> _Text block_

***

Operation Miracle or the Battle of Mavonde was a military raid in 1979 by the Rhodesian Security Forces (RSF) against ZANLA guerrilla bases in Mozambique towards the end of the Rhodesian Bush War. ZANLA put up stiff resistance and the tactical success of the RSF did not lead to the expected strategic changes.

Background
After successful Rhodesian air attacks on ZANLA bases, such as Operation Snoopy, the guerillas chose to set a new camp under the shelter of the forest near Mavonde, a few kilometers from Chimoio. As the Lancaster House discussions were taking place, RSF attempted to annihilate this base, hoping to weaken the Zimbabwean position.

The base was held by 6,000 ZANLA partisans, with many anti-aircraft weapons on hills. Many guns were located on the highest hill, later to be nicknamed "Monte Cassino". Two secondary hills, Hill 774 and Hill 761, were also dotted with anti-aircraft guns. These weapons were supplied by the Ethiopian Derg. Trenches were dug in the 64-square-kilometers surface of the camp. The base was commanded by Solomon Mujuru, known by his nom-de-guerre Rex Nhongo.

***

> _To be done_
• 1. In the Operation Miracle text, reproduce the passage that begins at the words "The base was held" and stops after "nom-de-guerre Rex Nhongo.".
• 2. List every hill the Operation Miracle text names as holding anti-aircraft guns.

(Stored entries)
***

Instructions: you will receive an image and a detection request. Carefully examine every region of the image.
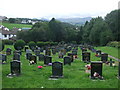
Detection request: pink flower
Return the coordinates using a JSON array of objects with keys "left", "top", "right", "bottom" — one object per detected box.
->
[{"left": 38, "top": 66, "right": 42, "bottom": 69}]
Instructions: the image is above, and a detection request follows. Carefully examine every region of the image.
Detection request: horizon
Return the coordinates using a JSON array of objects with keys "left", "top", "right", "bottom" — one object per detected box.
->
[{"left": 0, "top": 0, "right": 119, "bottom": 20}]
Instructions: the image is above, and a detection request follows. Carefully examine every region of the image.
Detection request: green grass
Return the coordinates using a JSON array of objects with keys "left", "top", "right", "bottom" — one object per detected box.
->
[
  {"left": 2, "top": 46, "right": 118, "bottom": 88},
  {"left": 2, "top": 22, "right": 32, "bottom": 29}
]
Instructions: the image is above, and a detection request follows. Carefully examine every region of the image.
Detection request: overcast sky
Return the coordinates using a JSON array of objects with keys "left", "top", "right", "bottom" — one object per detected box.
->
[{"left": 0, "top": 0, "right": 119, "bottom": 19}]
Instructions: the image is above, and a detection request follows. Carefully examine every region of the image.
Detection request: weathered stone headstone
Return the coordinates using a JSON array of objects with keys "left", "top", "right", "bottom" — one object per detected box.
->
[
  {"left": 101, "top": 53, "right": 108, "bottom": 63},
  {"left": 38, "top": 54, "right": 44, "bottom": 61},
  {"left": 118, "top": 62, "right": 120, "bottom": 79},
  {"left": 64, "top": 56, "right": 71, "bottom": 65},
  {"left": 91, "top": 61, "right": 103, "bottom": 79},
  {"left": 34, "top": 50, "right": 40, "bottom": 56},
  {"left": 50, "top": 62, "right": 63, "bottom": 78},
  {"left": 68, "top": 53, "right": 74, "bottom": 62},
  {"left": 44, "top": 55, "right": 52, "bottom": 65},
  {"left": 10, "top": 60, "right": 21, "bottom": 75},
  {"left": 109, "top": 59, "right": 115, "bottom": 67},
  {"left": 30, "top": 55, "right": 37, "bottom": 64},
  {"left": 25, "top": 46, "right": 29, "bottom": 52},
  {"left": 82, "top": 52, "right": 90, "bottom": 62},
  {"left": 13, "top": 53, "right": 20, "bottom": 61},
  {"left": 96, "top": 50, "right": 101, "bottom": 57},
  {"left": 0, "top": 54, "right": 7, "bottom": 64},
  {"left": 6, "top": 48, "right": 12, "bottom": 55},
  {"left": 26, "top": 53, "right": 32, "bottom": 60}
]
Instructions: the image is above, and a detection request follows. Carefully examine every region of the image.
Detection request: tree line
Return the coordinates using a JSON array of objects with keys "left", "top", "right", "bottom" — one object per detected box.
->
[{"left": 17, "top": 9, "right": 120, "bottom": 45}]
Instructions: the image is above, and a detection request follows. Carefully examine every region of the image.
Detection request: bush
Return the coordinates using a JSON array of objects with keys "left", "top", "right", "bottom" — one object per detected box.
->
[
  {"left": 0, "top": 40, "right": 5, "bottom": 51},
  {"left": 3, "top": 40, "right": 14, "bottom": 45},
  {"left": 28, "top": 41, "right": 36, "bottom": 50},
  {"left": 14, "top": 40, "right": 25, "bottom": 50}
]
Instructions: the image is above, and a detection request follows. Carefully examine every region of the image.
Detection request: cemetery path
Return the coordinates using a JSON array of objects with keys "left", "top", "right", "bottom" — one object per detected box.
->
[{"left": 108, "top": 55, "right": 120, "bottom": 62}]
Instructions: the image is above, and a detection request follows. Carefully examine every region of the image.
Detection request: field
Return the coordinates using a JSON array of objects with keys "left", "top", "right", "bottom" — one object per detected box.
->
[
  {"left": 2, "top": 22, "right": 32, "bottom": 29},
  {"left": 2, "top": 46, "right": 118, "bottom": 89}
]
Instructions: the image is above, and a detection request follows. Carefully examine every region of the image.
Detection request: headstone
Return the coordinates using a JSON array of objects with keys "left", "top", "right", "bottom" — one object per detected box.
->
[
  {"left": 96, "top": 50, "right": 101, "bottom": 57},
  {"left": 64, "top": 56, "right": 71, "bottom": 65},
  {"left": 6, "top": 48, "right": 12, "bottom": 55},
  {"left": 30, "top": 55, "right": 37, "bottom": 65},
  {"left": 25, "top": 46, "right": 29, "bottom": 52},
  {"left": 34, "top": 50, "right": 40, "bottom": 56},
  {"left": 58, "top": 51, "right": 64, "bottom": 58},
  {"left": 118, "top": 62, "right": 120, "bottom": 79},
  {"left": 101, "top": 53, "right": 108, "bottom": 63},
  {"left": 44, "top": 55, "right": 52, "bottom": 65},
  {"left": 13, "top": 53, "right": 20, "bottom": 61},
  {"left": 38, "top": 54, "right": 44, "bottom": 61},
  {"left": 13, "top": 50, "right": 22, "bottom": 55},
  {"left": 91, "top": 61, "right": 103, "bottom": 79},
  {"left": 82, "top": 52, "right": 90, "bottom": 62},
  {"left": 51, "top": 62, "right": 63, "bottom": 78},
  {"left": 0, "top": 54, "right": 7, "bottom": 64},
  {"left": 82, "top": 48, "right": 87, "bottom": 53},
  {"left": 26, "top": 53, "right": 32, "bottom": 60},
  {"left": 68, "top": 53, "right": 74, "bottom": 62},
  {"left": 26, "top": 49, "right": 32, "bottom": 53},
  {"left": 10, "top": 60, "right": 21, "bottom": 75},
  {"left": 109, "top": 59, "right": 115, "bottom": 67}
]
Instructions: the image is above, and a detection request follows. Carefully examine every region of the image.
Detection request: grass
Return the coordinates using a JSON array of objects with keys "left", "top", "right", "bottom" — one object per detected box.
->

***

> _Solution set_
• 1.
The base was held by 6,000 ZANLA partisans, with many anti-aircraft weapons on hills. Many guns were located on the highest hill, later to be nicknamed "Monte Cassino". Two secondary hills, Hill 774 and Hill 761, were also dotted with anti-aircraft guns. These weapons were supplied by the Ethiopian Derg. Trenches were dug in the 64-square-kilometers surface of the camp. The base was commanded by Solomon Mujuru, known by his nom-de-guerre Rex Nhongo.

• 2.
- The highest hill, later nicknamed "Monte Cassino"
- Hill 774
- Hill 761